Give back all of the data exactly as written.

- Provided data:
□ □ □

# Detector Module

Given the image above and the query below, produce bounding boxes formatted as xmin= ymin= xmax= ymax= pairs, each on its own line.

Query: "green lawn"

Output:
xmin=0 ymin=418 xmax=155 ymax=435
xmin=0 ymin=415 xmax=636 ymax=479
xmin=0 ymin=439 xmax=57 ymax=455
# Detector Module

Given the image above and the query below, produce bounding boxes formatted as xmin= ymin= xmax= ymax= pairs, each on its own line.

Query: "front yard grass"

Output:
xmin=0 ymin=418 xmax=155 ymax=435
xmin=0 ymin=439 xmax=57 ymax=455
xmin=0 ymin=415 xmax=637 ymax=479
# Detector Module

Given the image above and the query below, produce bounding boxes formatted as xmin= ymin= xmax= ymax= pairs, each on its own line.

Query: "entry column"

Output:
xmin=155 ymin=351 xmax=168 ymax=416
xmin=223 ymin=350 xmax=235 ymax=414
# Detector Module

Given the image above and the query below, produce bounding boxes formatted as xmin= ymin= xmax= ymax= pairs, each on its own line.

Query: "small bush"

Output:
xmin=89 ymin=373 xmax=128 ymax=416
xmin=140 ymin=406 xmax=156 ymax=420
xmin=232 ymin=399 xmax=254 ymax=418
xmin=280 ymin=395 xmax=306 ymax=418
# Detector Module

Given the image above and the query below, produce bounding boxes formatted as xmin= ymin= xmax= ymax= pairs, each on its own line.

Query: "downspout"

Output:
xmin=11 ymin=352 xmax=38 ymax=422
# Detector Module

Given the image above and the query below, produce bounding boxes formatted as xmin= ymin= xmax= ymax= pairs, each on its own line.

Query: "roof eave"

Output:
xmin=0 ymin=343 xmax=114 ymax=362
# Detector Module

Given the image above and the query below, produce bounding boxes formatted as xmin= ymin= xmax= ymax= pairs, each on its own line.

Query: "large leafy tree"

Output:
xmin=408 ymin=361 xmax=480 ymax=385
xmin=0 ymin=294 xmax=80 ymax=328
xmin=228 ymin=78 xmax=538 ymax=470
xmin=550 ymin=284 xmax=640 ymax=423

□ □ □

- Your response:
# Detector Module

Given the image above and the query below, produce bounding boxes formatted as xmin= ymin= xmax= ymax= pairs, each on its own line.

Query: "green lawn"

Output:
xmin=0 ymin=418 xmax=155 ymax=435
xmin=0 ymin=415 xmax=636 ymax=479
xmin=0 ymin=439 xmax=57 ymax=455
# Detector Module

Given the image above and the query below, produce bounding boxes formatted as xmin= ymin= xmax= ymax= pairs, each on its own line.

Query: "front yard grass"

Output:
xmin=0 ymin=418 xmax=155 ymax=435
xmin=0 ymin=439 xmax=57 ymax=455
xmin=0 ymin=415 xmax=637 ymax=479
# Detector Module

Given the image above and the query below, produce bounding boxes formatted as xmin= ymin= xmax= ymax= pairs, each on its own line.

Query: "entry column"

Output:
xmin=155 ymin=351 xmax=168 ymax=416
xmin=223 ymin=350 xmax=235 ymax=414
# Detector Module

Given the image above and the query below, produce bounding boxes formatted as xmin= ymin= xmax= ymax= pairs, each on its own line.

Query: "small bush"

Output:
xmin=89 ymin=373 xmax=128 ymax=416
xmin=140 ymin=406 xmax=156 ymax=420
xmin=232 ymin=399 xmax=254 ymax=418
xmin=280 ymin=395 xmax=306 ymax=418
# Detector Module

Given the image above and the query below, produce bounding boxes formatted as xmin= ymin= xmax= ymax= pairs, each on its own line.

Query: "downspout"

Output:
xmin=11 ymin=352 xmax=38 ymax=422
# Detector Module

Given the image above and the query below, produce bounding boxes formatted as xmin= ymin= xmax= ymax= pairs, each on its own line.

Query: "roof eave"

Output:
xmin=0 ymin=343 xmax=114 ymax=362
# Detector Module

Given the image above and the query below, produce bounding boxes formatted as xmin= ymin= xmax= ymax= pairs, each on its own line.

Query: "large leafy tree"

Output:
xmin=408 ymin=361 xmax=480 ymax=385
xmin=0 ymin=294 xmax=80 ymax=328
xmin=228 ymin=78 xmax=538 ymax=470
xmin=550 ymin=284 xmax=640 ymax=423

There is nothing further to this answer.